The trial court denied defendant’s motion for summary disposition by concluding that as the chief of a volunteer fire department, defendant was not the highest elected or highest appointed executive official of Munising Township. The trial court determined that the highest executive officer of a department within a township was not absolutely immune under MCL 691.1407(5) because the township supervisor who hired the fire chief was actually the highest elected or highest appointed executive official in the level of government within which the fire department was organized—the township. Denying defendant’s motion for summary disposition, the trial court ruled in part:
Although the Court would find for purposes of appeal that, at least for the record at this point, that he is the highest executive officer of the—of the township volunteer fire department, that does not entitle him to the absolute immunity under paragraph 5 since he’s not the highest executive appointive office—officer, such as the supervisor of that township. And on that basis the Court denies the motion for summary judgment.
Implicit in the trial court’s reasoning was the concept that a fire department itself is not a “level of government,” so the highest official of the department could not be absolutely immune under the relevant statute.
Thus, the primary question presented on appeal is one of first impression in our state: whether a volunteer fire chief, assuming that the chief is acting in the scope of his or her executive authority,
To determine whether defendant is entitled to absolute immunity, we must first decide whether a township fire department is a level of government. See Nalepa v Plymouth-Canton Community School Dist,
Like the trial court, we can find no basis for concluding that defendant in this case is the highest elected or appointed executive in a level of government. The parties have presented no evidence that defendant has any powers of governance. Defendant lacks the power to levy taxes, the power to make decisions having a wide effect on members of the community, and the power of eminent domain, as well as broadly based jurisdiction or extensive authority similar to that of a judge or legislator. In fact, the Legislature specifically granted those powers to the township board or other government agencies. See MCL 41.801 (granting the power to levy taxes to the township board); MCL 213.111 et seq. (granting the power of eminent domain for public utilities to cities with populations over 25,000); MCL 213.151 et seq. and 213.171 et seq. (granting the power of eminent domain for highways to the state highway commissioner and county road commission); MCL 213.221 et seq. (granting the power of eminent domain for streets to a municipality); MCL 213.361 et seq. (granting the power of eminent domain for public purposes to cities, villages, townships, drainage districts, counties, boards of county road commissioners, and the state highway commission); MCL 41.805 and 41.806(1) (granting the power to make decisions that have a wide effect on the community to the township board); and MCL 41.181 (granting the power to legislate to the township board).
Plaintiff presented no proof—and we can find none —that a township fire department has legislative powers or shares any attributes of other political subdivisions. Rather, a township fire department is at the complete disposal of the township board and can neither exist nor act without the board’s authorization. MCL 41.181. Thus, we conclude that defendant is not the highest appointed or elected official in a level of government.

- AVAILABLE DATA
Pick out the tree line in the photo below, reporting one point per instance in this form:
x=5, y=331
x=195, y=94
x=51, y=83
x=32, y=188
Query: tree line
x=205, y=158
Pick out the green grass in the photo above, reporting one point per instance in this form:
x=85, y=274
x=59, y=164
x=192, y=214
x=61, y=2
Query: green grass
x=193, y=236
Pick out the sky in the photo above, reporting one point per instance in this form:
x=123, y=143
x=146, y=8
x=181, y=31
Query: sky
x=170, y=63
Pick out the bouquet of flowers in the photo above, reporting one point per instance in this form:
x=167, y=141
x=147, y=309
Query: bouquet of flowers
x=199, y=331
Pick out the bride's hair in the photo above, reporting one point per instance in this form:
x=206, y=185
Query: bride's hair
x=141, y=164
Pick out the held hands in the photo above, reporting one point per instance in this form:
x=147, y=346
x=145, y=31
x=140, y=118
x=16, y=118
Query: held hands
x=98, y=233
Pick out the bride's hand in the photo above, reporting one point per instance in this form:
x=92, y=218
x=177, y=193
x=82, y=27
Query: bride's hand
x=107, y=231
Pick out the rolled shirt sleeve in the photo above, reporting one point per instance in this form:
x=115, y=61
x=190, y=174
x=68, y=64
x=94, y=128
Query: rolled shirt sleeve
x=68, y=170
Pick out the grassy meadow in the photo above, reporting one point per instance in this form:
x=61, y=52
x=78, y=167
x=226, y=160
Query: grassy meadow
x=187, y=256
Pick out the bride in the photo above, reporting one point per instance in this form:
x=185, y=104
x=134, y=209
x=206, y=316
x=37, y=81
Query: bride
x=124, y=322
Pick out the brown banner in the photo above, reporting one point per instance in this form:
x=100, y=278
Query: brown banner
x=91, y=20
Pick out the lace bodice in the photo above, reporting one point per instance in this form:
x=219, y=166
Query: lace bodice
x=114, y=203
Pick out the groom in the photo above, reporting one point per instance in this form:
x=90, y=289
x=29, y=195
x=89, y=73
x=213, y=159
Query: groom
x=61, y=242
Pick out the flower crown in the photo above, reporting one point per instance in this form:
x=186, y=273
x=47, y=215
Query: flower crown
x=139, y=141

- SET EXERCISE 1
Can you copy the entries starting with the line with "Pick out the lace" and going on through the line with "x=61, y=242"?
- SET EXERCISE 2
Would you carry on the court opinion about the volunteer fire chief's immunity from its last sentence?
The court opinion and the entries come from unrelated sources.

- TASK ANSWER 1
Pick out the lace bodice in the photo above, reporting one point per instance in this form:
x=219, y=166
Query: lace bodice
x=114, y=203
Pick out the groom in the photo above, reporting one point per instance in this form:
x=90, y=289
x=29, y=195
x=89, y=73
x=213, y=159
Query: groom
x=61, y=242

- TASK ANSWER 2
Our conclusion comports with the purpose behind absolute immunity and recognizes the reason for granting some government officials absolute immunity while bestowing others with only qualified immunity:
“It is assumed through the broad grant of immunity to certain public employees that these officials and, therefore, their governmental agencies, will not be intimidated nor timid in the discharge of their public duties. Although absolute immunity may be necessary for unfettered governmental decision-making, courts have been reluctant, understandably, to extend its protection beyond select public employees who are delegated policy-making powers.
“* * * The policy which only provides a limited immunity to lower level executive officials, unlike the justifications for absolute immunity, reflects a recognition that official immunity should not shield malicious or intentionally unlawful behavior when the actor is notengaged in broad, essential governmental decision-making. Holding these public servants liable does not hamper or intimidate them in the faithful discharge of their duties since they are responding to established administrative guidelines, regulations and informal policy. It is assumed, therefore, that an unreasonable burden does not fall on an administrative system when courts hold lower level executive employees liable for their acts performed in bad faith.” [Ross v Consumers Power Co (On Rehearing), 420 Mich 567 , 632-633;363 NW2d 641 (1984), quoting Littlejohn & DeMars, Governmental immunity after Parker and Perry: The king can do some wrong, 1982 Det CLR1, 25-27.]
Here, where the township board, rather than defendant, has been legislatively charged with broad, essential governmental decision-making, it is the township board, rather than defendant, that requires the broad protection of absolute immunity. We cannot conclude that the Legislature intended to shelter lower-level employees having no delegated policy-making powers with such a broad grant of immunity. Rather, the qualified immunity set forth in MCL 691.1407(2) sufficiently protects those who are merely responding to— but not making—established administrative guidelines, regulations, and informal policy. In the present case, defendant has produced nothing from which we can conclude that he is engaged in the broad, essential governmental decision-making necessary to invoke the absolute immunity protections of MCL 691.1407(5).
Defendant points to Stewart v White Lake Twp, unpublished opinion per curiam of the Court of Appeals, issued June 9, 1998 (Docket No. 202660), in support of his argument that he is absolutely immune from tort liability. Although Stewart did conclude that the fire chief in that case was entitled to absolute immunity, unpublished opinions have no precedential value, and we are not bound by them. MCR 7.215(C)(1). Further, careful examination of the Stewart decision reveals no compelling justification for its result: the opinion merely cites other opinions that have held different executives absolutely immune and states that because the defendant fire chief was the “highest executive officer of the fire department,” he was absolutely immune. Stewart, slip op at 5 (emphasis added). But the test is not whether someone is the highest executive of a department. To be absolutely immune, the person must be the highest appointed or elected executive of a level of government.
Defendant last asserts that because this Court has found certain police chiefs absolutely immune, citing Payton v Detroit,
Last, we note that plaintiff implores us to find that defendant is not absolutely
Affirmed. We do not retain jurisdiction.
Notes
Defendants Munising Township and Richard Allan Fromm are not parties to this appeal. Thus, “defendant” refers to Harold Anderson only.
For purposes of this appeal we limit our discussion solely to the position of township fire chief.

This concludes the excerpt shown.